# [What you need to do]
Which import statements appear in the sparse-matrix notebook excerpt below? List every one.

# [Document extract]
These formats can be used for vectors and matrices, but not for multi dimensional arrays with dimensions $\gt$ 2.

[scipy.sparse.linalg](https://docs.scipy.org/doc/scipy/reference/sparse.linalg.html#module-scipy.sparse.linalg) also offers special implementations of many common numerical algorithms optimized for sparse matrices, such as computing eigenvectors or solving linear systems.

Here we showcase how to use this:

In [None]:
import sys

import numpy as np
import pandas as pd
from pympler.asizeof import asizeof
from scipy.sparse import csr_matrix

# create a matrix with only few random nonzero entries
np.random.seed(43)
array = np.zeros((20, 20))
for i in range(13):
    row, col = np.random.randint(0, 20, size=(2,))
    array[row, col] = 100.0 + i

print()
print("       numpy array size:", asizeof(array))

# convert matrix to a compressed sparse row (csr) matrix
scipy_sparse_array = csr_matrix(array)
print("scipy sparse array size:", asizeof(scipy_sparse_array))

**Note**: the code above constructs sparse matrix from a dense matrix, which still takes "a lot" of memory. The proper way to setup a sparse matrix from scratch is a bit more cumbersome:

In [None]:
data, rows, cols = [], [], []

# create a compressed sparse row (csr) matrix with only few random nonzero entries
# prepare a "sparse" list of rows, columns and nonzero values
np.random.seed(43)
for i in range(13):
    row, col = np.random.randint(0, 20, size=(2,))
    rows.append(row)
    cols.append(col)
    data.append(100.0 + i)

# create the csr matrix from the list of nonzero entries
scipy_sparse_array_2 = csr_matrix(
    (np.array(data), (np.array(rows), np.array(cols))), shape=(20, 20)
)

print("scipy sparse array size:", asizeof(scipy_sparse_array_2))

# sanity check for equality
# Note: it's cheap to check inequality of sparse matrices
#       => check number of nonzero elements (nnz) in inequality sparse matrix
print("scipy sparse arrays equal:", (scipy_sparse_array != scipy_sparse_array_2).nnz == 0)

**Warning**: The random seed for construction of the entries in the previous example was carefully chosen to avoid duplicate entries in `rows`, `cols`; otherwise, duplicate entries values are added up:

In [None]:
# place number 1, then number 2 at position (0, 0)
data = [1, 2]
rows = [0, 0]
cols = [0, 0]
print(
    csr_matrix(
        (np.array(data), (np.array(rows), np.array(cols))), shape=(2, 2)
    ).todense()
)

`scipy` offers conversion between different sparse formats and from and to dense arrays. Sparse arrays can be used in the same way as dense arrays. 

`scikit-learn` [also supports sparse matrices to represent features](https://scikit-learn.org/stable/modules/feature_extraction.html#sparsity). E.g. encoding texts using [vector space models](https://en.wikipedia.org/wiki/Vector_space_model).

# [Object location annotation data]
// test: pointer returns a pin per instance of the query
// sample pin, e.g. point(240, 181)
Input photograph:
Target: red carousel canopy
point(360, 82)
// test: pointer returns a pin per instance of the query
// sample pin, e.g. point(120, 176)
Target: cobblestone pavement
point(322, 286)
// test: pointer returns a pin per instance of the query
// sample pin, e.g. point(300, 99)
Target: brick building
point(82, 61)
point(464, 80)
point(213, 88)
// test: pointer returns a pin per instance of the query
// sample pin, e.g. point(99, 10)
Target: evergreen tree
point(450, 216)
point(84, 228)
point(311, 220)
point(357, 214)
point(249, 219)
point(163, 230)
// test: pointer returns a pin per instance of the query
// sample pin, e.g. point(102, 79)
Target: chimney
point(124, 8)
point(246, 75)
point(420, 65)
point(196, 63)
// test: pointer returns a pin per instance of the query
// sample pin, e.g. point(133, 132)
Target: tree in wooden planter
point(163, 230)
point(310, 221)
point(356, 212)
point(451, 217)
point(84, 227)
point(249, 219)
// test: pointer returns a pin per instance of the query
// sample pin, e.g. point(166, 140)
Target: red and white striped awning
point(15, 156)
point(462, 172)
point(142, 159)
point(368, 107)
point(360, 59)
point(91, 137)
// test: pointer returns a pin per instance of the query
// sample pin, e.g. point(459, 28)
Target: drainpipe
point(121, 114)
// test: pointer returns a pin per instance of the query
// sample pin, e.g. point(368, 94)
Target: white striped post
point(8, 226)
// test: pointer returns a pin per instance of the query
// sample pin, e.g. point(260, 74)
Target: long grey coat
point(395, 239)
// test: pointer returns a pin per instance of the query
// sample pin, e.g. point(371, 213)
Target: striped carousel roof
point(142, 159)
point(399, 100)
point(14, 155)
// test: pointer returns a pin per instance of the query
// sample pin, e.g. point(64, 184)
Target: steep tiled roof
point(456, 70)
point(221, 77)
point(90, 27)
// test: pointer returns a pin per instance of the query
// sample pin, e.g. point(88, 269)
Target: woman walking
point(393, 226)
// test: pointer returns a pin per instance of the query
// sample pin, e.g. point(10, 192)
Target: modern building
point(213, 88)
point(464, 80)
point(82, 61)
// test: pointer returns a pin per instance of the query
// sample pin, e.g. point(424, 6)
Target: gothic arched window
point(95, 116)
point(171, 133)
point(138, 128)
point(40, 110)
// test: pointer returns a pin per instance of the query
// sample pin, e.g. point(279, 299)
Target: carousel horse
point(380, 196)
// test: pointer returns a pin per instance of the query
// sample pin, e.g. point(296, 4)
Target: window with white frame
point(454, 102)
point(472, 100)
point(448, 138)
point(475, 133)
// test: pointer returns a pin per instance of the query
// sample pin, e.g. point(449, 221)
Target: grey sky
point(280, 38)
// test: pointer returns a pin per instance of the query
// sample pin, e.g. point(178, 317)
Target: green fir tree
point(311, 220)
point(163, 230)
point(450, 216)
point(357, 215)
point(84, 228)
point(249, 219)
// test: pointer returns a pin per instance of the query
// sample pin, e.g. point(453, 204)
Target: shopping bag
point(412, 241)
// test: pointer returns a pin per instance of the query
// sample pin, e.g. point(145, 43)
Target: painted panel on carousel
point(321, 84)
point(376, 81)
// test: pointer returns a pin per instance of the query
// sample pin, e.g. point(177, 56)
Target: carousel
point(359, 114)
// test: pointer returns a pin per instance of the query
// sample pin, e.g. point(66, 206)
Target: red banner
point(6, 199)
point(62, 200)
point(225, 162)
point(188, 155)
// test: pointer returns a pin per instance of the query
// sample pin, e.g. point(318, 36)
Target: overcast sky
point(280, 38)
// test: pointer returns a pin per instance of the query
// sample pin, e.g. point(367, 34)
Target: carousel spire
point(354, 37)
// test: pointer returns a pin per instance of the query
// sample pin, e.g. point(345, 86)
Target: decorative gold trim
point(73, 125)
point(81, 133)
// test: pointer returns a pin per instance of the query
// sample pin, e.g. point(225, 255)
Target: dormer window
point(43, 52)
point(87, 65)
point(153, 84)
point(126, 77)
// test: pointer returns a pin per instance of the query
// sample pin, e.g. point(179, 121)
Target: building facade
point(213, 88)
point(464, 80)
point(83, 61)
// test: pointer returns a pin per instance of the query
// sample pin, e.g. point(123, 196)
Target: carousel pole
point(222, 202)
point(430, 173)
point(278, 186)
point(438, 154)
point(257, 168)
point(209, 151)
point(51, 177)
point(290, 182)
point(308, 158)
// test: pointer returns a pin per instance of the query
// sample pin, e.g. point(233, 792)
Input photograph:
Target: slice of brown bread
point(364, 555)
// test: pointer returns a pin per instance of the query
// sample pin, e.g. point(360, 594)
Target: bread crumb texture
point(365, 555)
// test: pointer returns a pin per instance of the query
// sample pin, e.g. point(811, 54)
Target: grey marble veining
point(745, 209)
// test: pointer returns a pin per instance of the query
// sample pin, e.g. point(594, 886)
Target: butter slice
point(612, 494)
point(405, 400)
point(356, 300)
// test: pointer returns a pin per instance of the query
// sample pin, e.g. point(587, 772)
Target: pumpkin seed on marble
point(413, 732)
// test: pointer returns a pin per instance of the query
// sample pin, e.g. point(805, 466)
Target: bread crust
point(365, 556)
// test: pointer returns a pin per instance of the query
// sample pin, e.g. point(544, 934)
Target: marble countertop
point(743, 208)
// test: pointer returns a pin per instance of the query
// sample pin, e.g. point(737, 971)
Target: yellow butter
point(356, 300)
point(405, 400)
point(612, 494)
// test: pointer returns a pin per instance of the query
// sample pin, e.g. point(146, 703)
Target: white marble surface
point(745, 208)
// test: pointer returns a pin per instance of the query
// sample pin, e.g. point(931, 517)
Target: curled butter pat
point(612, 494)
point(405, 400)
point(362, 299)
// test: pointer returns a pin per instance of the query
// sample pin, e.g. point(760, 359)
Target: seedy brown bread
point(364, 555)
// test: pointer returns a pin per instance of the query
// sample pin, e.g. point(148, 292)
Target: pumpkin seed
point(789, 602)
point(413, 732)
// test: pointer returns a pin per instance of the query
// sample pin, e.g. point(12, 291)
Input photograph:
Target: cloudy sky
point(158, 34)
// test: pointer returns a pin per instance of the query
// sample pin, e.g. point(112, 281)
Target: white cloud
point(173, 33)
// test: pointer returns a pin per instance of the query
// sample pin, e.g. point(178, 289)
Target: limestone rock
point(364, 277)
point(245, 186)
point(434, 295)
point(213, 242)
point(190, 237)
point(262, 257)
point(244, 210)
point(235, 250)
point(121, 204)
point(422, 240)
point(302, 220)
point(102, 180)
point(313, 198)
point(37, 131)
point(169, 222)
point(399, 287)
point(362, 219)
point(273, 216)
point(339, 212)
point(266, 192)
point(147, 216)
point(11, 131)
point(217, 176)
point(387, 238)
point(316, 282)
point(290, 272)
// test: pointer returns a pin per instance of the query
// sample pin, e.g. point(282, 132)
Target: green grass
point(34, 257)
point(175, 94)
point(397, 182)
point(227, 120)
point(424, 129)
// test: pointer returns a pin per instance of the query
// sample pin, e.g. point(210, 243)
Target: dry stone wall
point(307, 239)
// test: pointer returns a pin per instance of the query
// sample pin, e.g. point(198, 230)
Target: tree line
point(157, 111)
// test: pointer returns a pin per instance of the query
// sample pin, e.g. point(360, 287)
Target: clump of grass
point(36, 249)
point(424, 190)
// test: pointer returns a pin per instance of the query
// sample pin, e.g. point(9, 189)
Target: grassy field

# [Response for this exercise]
- import sys
- import numpy as np
- import pandas as pd
- from pympler.asizeof import asizeof
- from scipy.sparse import csr_matrix